## WORK TO BE COMPLETED
Every entry needs to appear again exactly as written below.

Saved data entries:
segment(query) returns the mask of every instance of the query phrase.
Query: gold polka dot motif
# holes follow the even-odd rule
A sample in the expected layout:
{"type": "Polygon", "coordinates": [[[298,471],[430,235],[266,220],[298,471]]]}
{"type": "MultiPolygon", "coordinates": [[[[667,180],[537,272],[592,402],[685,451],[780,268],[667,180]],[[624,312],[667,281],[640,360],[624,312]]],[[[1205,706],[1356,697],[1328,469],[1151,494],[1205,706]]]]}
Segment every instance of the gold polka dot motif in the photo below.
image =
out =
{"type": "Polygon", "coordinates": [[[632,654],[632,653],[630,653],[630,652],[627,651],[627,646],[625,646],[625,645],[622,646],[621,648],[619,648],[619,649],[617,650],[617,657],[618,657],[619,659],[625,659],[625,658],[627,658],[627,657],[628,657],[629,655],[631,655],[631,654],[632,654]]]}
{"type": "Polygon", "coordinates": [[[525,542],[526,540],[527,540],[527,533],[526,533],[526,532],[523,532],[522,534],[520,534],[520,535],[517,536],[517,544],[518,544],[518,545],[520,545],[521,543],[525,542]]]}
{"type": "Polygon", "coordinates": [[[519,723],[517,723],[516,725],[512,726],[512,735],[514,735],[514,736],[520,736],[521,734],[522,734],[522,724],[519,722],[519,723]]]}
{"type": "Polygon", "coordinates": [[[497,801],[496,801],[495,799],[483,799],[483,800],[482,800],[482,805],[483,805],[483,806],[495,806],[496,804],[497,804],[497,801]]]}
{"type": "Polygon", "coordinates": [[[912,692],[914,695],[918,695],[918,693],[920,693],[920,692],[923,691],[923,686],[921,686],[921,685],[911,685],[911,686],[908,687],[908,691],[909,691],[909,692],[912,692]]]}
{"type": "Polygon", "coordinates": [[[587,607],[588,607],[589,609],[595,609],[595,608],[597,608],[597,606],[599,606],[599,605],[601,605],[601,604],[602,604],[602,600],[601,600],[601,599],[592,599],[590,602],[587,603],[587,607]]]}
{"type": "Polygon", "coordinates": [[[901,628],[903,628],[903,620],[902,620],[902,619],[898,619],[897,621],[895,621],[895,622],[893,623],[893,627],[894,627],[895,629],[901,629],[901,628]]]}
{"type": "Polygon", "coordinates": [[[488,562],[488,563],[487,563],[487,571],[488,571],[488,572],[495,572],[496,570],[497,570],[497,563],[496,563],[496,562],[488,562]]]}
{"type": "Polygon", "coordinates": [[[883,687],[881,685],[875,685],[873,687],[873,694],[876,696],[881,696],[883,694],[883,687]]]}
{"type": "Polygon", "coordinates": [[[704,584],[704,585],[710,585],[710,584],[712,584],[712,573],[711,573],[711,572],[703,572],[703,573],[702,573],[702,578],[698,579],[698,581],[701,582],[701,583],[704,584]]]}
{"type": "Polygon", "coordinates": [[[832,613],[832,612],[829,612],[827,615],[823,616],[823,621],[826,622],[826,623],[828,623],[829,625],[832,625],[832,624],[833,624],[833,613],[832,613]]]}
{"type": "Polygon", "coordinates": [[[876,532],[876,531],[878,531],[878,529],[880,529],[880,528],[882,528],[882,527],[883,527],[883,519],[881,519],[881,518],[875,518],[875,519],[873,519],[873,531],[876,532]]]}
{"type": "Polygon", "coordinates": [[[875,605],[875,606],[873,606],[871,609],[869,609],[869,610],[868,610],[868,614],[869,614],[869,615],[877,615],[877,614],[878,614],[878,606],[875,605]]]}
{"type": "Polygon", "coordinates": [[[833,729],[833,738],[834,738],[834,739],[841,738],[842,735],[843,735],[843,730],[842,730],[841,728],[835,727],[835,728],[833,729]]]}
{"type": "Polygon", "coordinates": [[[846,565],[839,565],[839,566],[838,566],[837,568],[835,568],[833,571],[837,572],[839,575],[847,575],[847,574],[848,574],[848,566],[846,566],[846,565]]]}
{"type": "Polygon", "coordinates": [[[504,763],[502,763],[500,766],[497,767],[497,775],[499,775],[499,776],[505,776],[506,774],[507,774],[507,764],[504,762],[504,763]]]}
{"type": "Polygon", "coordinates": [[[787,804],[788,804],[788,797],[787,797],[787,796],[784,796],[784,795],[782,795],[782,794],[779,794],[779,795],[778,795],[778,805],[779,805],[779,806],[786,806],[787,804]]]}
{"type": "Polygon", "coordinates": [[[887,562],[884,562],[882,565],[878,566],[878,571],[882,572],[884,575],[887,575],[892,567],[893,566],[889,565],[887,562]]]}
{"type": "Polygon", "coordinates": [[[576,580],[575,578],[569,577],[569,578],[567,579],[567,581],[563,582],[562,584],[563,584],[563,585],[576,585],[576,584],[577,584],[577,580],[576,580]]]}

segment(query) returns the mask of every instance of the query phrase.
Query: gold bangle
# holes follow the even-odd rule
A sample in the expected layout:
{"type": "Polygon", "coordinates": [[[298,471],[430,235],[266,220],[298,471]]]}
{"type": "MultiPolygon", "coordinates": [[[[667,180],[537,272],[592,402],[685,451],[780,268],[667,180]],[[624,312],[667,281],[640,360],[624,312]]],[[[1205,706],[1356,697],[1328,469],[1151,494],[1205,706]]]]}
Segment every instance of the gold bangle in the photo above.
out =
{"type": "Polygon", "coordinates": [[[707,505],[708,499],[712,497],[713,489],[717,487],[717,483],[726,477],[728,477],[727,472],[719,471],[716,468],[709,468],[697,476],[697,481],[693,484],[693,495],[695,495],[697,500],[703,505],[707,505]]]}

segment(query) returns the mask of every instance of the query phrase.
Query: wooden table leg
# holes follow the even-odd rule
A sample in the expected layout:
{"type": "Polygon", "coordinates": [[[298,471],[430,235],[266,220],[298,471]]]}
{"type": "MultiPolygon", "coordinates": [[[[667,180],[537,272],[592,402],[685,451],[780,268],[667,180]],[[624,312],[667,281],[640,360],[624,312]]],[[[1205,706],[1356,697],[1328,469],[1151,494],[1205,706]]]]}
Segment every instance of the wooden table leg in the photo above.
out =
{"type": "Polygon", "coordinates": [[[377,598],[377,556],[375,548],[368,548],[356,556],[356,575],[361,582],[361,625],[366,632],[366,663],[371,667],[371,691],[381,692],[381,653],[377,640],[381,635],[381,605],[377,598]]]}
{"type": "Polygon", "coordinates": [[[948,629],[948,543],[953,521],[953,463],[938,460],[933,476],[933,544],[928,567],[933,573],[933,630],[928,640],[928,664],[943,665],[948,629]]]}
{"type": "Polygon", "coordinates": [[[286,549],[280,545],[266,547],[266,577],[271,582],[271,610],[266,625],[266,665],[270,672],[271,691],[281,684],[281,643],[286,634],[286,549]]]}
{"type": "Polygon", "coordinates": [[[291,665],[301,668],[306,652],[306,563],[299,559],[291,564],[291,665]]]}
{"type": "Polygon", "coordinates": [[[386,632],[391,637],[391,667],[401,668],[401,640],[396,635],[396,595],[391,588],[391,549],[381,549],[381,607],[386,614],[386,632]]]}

## TASK OUTPUT
segment(query) returns the mask of every instance of the query phrase.
Query: gold polka dot motif
# holes follow the even-odd rule
A sample in the expected layout:
{"type": "Polygon", "coordinates": [[[298,471],[430,235],[266,220],[298,471]]]}
{"type": "MultiPolygon", "coordinates": [[[[667,180],[537,272],[592,402],[685,451],[780,268],[667,180]],[[624,312],[667,281],[640,360],[624,312]]],[[[1205,706],[1356,697],[1328,469],[1151,494],[1205,706]]]]}
Segment every instance of the gold polka dot motif in the photo below.
image =
out =
{"type": "Polygon", "coordinates": [[[632,654],[632,653],[630,653],[630,652],[627,651],[627,646],[625,646],[625,645],[622,646],[621,648],[619,648],[619,649],[617,650],[617,657],[618,657],[619,659],[625,659],[625,658],[627,658],[627,657],[628,657],[629,655],[631,655],[631,654],[632,654]]]}
{"type": "Polygon", "coordinates": [[[525,542],[526,540],[527,540],[527,533],[526,533],[526,532],[523,532],[522,534],[520,534],[520,535],[517,536],[517,544],[518,544],[518,545],[520,545],[521,543],[525,542]]]}
{"type": "Polygon", "coordinates": [[[519,723],[517,723],[516,725],[512,726],[512,735],[514,735],[514,736],[520,736],[521,734],[522,734],[522,724],[519,722],[519,723]]]}
{"type": "Polygon", "coordinates": [[[497,801],[496,801],[495,799],[483,799],[483,800],[482,800],[482,805],[483,805],[483,806],[495,806],[496,804],[497,804],[497,801]]]}
{"type": "Polygon", "coordinates": [[[912,692],[914,695],[918,695],[918,693],[920,693],[920,692],[923,691],[923,686],[921,686],[921,685],[911,685],[911,686],[908,687],[908,691],[909,691],[909,692],[912,692]]]}
{"type": "Polygon", "coordinates": [[[587,607],[588,607],[589,609],[595,609],[595,608],[597,608],[597,606],[599,606],[599,605],[601,605],[601,604],[602,604],[602,600],[601,600],[601,599],[592,599],[590,602],[587,603],[587,607]]]}
{"type": "Polygon", "coordinates": [[[901,628],[903,628],[903,620],[902,620],[902,619],[898,619],[897,621],[895,621],[895,622],[893,623],[893,627],[894,627],[895,629],[901,629],[901,628]]]}
{"type": "Polygon", "coordinates": [[[488,562],[488,563],[487,563],[487,571],[488,571],[488,572],[495,572],[496,570],[497,570],[497,563],[496,563],[496,562],[488,562]]]}
{"type": "Polygon", "coordinates": [[[883,687],[881,685],[875,685],[873,687],[873,694],[876,696],[881,696],[883,694],[883,687]]]}
{"type": "Polygon", "coordinates": [[[704,584],[704,585],[710,585],[710,584],[712,584],[712,573],[711,573],[711,572],[703,572],[703,573],[702,573],[702,578],[698,579],[698,581],[701,582],[701,583],[704,584]]]}
{"type": "Polygon", "coordinates": [[[832,613],[832,612],[829,612],[827,615],[823,616],[823,621],[826,622],[826,623],[828,623],[829,625],[832,625],[832,624],[833,624],[833,613],[832,613]]]}
{"type": "Polygon", "coordinates": [[[876,532],[876,531],[878,531],[878,529],[880,529],[880,528],[882,528],[882,527],[883,527],[883,519],[881,519],[881,518],[875,518],[875,519],[873,519],[873,531],[876,532]]]}
{"type": "Polygon", "coordinates": [[[875,605],[875,606],[873,606],[871,609],[869,609],[869,610],[868,610],[868,614],[869,614],[869,615],[877,615],[877,614],[878,614],[878,606],[875,605]]]}
{"type": "Polygon", "coordinates": [[[833,729],[833,738],[834,738],[834,739],[841,738],[842,735],[843,735],[843,730],[842,730],[841,728],[835,727],[835,728],[833,729]]]}
{"type": "Polygon", "coordinates": [[[846,565],[839,565],[839,566],[838,566],[837,568],[835,568],[833,571],[837,572],[839,575],[847,575],[847,574],[848,574],[848,566],[846,566],[846,565]]]}
{"type": "Polygon", "coordinates": [[[504,763],[502,763],[500,766],[497,767],[497,775],[499,775],[499,776],[505,776],[506,774],[507,774],[507,764],[504,762],[504,763]]]}
{"type": "Polygon", "coordinates": [[[787,804],[788,804],[788,797],[787,797],[787,796],[784,796],[784,795],[782,795],[782,794],[779,794],[779,795],[778,795],[778,805],[779,805],[779,806],[786,806],[787,804]]]}
{"type": "Polygon", "coordinates": [[[887,562],[884,562],[882,565],[878,566],[878,571],[882,572],[884,575],[887,575],[892,567],[893,566],[889,565],[887,562]]]}
{"type": "Polygon", "coordinates": [[[576,580],[575,578],[569,577],[569,578],[567,579],[567,581],[563,582],[562,584],[563,584],[563,585],[576,585],[576,584],[577,584],[577,580],[576,580]]]}

segment(query) returns the mask of every instance of the query phrase.
Query: gold bangle
# holes follow the even-odd rule
A sample in the expected layout:
{"type": "Polygon", "coordinates": [[[298,471],[430,235],[266,220],[298,471]]]}
{"type": "MultiPolygon", "coordinates": [[[[667,180],[537,272],[592,402],[685,451],[780,268],[667,180]],[[624,312],[667,281],[640,360],[624,312]]],[[[1205,706],[1356,697],[1328,469],[1151,494],[1205,706]]]]}
Segment every instance of the gold bangle in the photo above.
out =
{"type": "Polygon", "coordinates": [[[707,505],[708,499],[712,497],[713,489],[717,487],[717,483],[726,477],[728,477],[727,472],[719,471],[716,468],[709,468],[697,476],[697,481],[693,484],[693,495],[695,495],[697,500],[703,505],[707,505]]]}

segment(query) returns the mask of every instance of the query phrase.
Query: wooden table leg
# holes follow the even-odd rule
A sample in the expected layout:
{"type": "Polygon", "coordinates": [[[298,471],[430,235],[266,220],[298,471]]]}
{"type": "MultiPolygon", "coordinates": [[[[667,180],[537,272],[592,402],[685,451],[780,268],[667,180]],[[624,312],[667,281],[640,360],[624,312]]],[[[1205,706],[1356,697],[1328,469],[1151,494],[1205,706]]]]}
Segment every instance of the wooden table leg in the photo above.
out =
{"type": "Polygon", "coordinates": [[[377,598],[377,556],[375,548],[368,548],[356,556],[356,575],[361,582],[361,625],[366,632],[366,663],[371,667],[371,691],[381,692],[381,653],[377,640],[381,635],[381,605],[377,598]]]}
{"type": "Polygon", "coordinates": [[[948,629],[948,543],[953,521],[953,463],[938,460],[933,476],[933,544],[928,567],[933,573],[933,630],[928,640],[928,664],[943,665],[948,629]]]}
{"type": "Polygon", "coordinates": [[[286,549],[280,545],[266,547],[266,577],[271,582],[271,610],[266,625],[266,665],[270,672],[271,691],[281,684],[281,643],[286,634],[286,549]]]}
{"type": "Polygon", "coordinates": [[[291,665],[301,668],[306,652],[306,563],[299,559],[291,564],[291,665]]]}
{"type": "Polygon", "coordinates": [[[386,632],[391,637],[391,667],[401,668],[401,640],[396,635],[396,595],[391,588],[391,549],[381,549],[381,607],[386,614],[386,632]]]}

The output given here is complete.